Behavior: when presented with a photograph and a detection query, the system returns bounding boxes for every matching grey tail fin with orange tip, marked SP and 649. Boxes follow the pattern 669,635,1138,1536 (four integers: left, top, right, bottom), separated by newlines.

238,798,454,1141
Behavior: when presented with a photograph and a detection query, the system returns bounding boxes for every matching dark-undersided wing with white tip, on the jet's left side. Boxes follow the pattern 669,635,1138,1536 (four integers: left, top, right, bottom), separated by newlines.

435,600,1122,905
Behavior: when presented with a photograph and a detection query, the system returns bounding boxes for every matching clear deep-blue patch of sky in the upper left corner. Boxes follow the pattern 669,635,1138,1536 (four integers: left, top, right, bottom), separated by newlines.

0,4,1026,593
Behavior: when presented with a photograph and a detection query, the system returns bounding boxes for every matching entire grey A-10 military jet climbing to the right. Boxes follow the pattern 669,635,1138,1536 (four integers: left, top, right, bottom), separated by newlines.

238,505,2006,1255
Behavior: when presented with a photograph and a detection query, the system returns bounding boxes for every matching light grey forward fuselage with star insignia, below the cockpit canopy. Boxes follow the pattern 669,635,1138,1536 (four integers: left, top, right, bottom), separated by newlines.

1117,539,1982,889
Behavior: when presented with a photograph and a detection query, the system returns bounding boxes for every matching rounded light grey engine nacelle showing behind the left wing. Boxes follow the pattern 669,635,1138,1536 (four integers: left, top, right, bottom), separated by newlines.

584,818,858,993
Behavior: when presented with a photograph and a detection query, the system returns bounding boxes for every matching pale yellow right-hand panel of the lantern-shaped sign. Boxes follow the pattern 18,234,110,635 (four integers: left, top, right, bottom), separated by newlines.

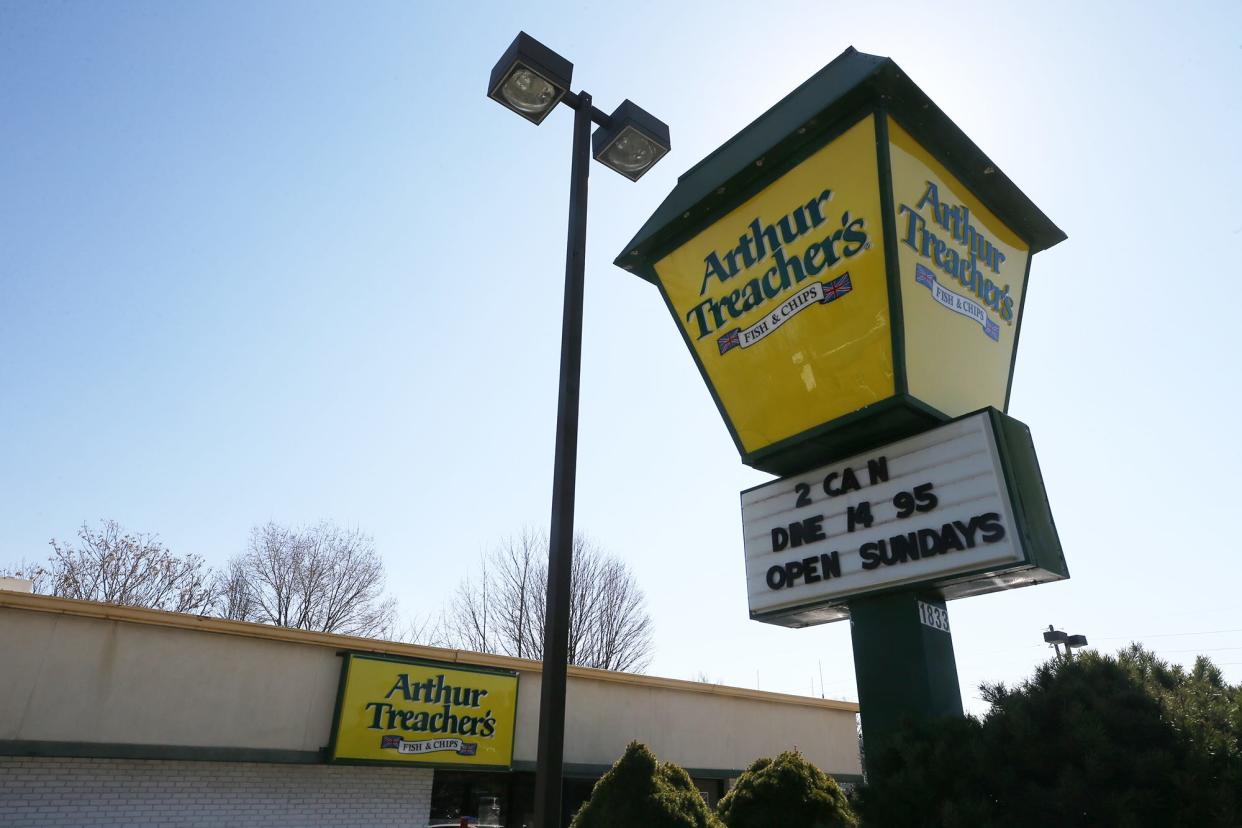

888,119,1030,417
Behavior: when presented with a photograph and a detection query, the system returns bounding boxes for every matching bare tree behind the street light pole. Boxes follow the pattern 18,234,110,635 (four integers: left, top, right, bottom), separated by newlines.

443,530,652,672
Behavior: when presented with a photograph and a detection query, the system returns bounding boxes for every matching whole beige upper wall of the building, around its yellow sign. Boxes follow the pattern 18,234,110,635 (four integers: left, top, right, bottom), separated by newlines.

0,592,859,775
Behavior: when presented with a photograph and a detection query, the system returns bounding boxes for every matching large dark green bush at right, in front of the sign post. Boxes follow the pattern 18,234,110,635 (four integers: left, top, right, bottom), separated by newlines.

856,647,1242,828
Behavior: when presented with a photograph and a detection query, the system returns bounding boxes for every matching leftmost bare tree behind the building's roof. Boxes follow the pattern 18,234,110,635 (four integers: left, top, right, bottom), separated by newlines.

1,520,215,613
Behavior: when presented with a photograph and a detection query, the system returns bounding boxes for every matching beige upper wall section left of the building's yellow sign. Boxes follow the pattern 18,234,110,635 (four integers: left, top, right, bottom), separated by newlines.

0,608,340,751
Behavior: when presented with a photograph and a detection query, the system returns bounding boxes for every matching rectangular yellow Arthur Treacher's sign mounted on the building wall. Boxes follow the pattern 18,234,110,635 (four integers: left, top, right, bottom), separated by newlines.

329,653,518,768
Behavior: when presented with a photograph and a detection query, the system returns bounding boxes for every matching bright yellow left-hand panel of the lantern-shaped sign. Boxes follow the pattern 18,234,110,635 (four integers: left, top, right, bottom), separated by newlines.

655,115,894,452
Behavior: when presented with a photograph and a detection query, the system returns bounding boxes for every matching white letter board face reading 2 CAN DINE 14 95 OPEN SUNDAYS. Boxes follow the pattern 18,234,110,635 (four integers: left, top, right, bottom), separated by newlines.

741,412,1028,626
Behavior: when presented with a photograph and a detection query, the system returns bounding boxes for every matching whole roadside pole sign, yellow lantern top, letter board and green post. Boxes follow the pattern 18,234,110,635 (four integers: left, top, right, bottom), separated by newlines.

616,48,1069,779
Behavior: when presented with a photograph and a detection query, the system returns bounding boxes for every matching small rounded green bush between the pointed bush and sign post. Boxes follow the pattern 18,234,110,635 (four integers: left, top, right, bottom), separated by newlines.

717,750,858,828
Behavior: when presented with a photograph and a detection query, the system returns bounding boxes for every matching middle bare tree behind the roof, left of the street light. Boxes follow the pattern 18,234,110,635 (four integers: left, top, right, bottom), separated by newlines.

220,523,396,637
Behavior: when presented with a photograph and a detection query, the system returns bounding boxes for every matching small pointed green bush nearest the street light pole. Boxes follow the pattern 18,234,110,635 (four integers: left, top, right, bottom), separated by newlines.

570,742,720,828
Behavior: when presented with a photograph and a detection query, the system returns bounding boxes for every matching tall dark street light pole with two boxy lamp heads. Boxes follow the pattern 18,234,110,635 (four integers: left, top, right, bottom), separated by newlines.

487,32,672,828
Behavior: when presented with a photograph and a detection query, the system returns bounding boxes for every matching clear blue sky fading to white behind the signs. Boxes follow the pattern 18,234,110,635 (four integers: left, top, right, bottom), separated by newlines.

0,0,1242,709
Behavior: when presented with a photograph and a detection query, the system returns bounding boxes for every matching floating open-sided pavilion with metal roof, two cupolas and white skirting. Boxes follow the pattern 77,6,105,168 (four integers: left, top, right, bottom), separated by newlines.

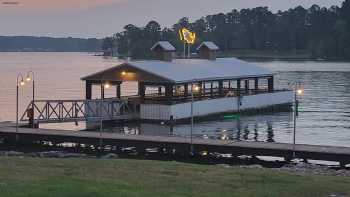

82,41,293,121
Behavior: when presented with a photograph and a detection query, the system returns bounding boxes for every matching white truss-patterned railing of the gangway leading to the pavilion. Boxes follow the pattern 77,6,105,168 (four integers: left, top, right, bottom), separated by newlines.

20,99,132,123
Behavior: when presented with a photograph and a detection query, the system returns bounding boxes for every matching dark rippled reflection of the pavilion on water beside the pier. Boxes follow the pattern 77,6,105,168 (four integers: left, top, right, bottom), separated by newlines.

105,112,292,142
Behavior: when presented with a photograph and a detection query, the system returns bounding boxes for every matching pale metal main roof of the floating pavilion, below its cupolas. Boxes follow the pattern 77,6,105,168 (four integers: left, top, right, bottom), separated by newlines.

82,58,273,83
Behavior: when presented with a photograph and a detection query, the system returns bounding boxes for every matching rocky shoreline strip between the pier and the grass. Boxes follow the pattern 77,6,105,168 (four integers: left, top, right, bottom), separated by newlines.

0,150,350,177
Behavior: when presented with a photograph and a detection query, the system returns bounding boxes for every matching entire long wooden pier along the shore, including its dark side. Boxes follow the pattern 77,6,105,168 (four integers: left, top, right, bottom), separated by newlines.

0,125,350,166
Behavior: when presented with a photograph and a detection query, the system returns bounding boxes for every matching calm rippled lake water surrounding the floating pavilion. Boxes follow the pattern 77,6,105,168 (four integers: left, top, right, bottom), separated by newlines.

0,53,350,147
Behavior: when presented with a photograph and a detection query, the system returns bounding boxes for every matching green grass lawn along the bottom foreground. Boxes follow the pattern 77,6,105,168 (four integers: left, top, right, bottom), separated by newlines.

0,157,350,197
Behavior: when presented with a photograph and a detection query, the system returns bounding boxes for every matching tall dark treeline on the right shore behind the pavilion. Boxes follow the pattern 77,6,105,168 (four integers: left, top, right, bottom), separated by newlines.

102,0,350,59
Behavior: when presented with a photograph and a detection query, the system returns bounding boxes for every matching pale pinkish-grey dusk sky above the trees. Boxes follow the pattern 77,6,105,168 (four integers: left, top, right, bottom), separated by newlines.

0,0,343,38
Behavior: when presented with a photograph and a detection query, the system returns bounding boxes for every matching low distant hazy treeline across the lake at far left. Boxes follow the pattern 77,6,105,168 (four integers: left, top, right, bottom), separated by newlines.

0,36,102,52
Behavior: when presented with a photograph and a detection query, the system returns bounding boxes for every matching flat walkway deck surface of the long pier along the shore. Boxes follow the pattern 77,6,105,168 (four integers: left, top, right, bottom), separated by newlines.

0,125,350,163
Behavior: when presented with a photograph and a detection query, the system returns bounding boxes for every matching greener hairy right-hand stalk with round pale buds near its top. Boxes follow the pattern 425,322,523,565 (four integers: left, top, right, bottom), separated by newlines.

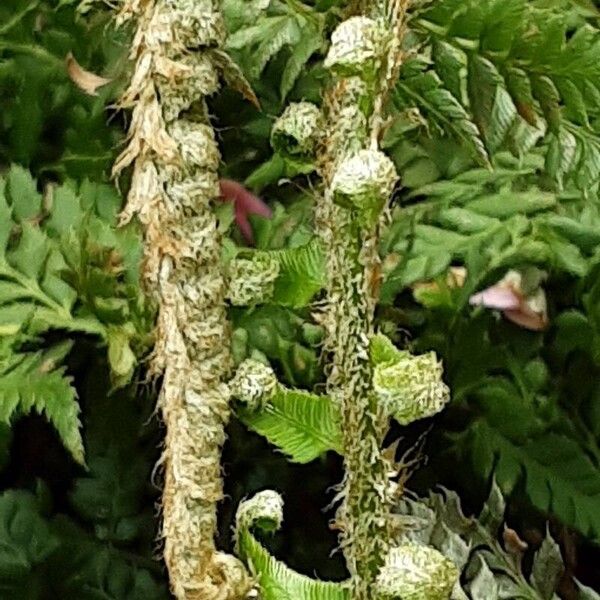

◆ Prompt ◆
Here the requirement is to restate exactly the line holding "every matching flat" and every later line through the end of the material, omitting pictures.

◆ Solution ◆
Behavior: when presented with a photograph and a detection query, the system returns bounding boxes for every matching flat walkway deck surface of the long pier along the shore. Boxes follow the pattern 77,6,105,168 (four integers: left, top, right, bottom), separated by newlines.

0,125,350,163
Behavior: when presented with a photograph and a detection query, the system returns bounding boxes for every matching greener hairy right-hand stalk with round pale buds near its top. Boxes follow the pattern 425,322,523,565 (four integers: left, top, right, bottom), separated by newlines.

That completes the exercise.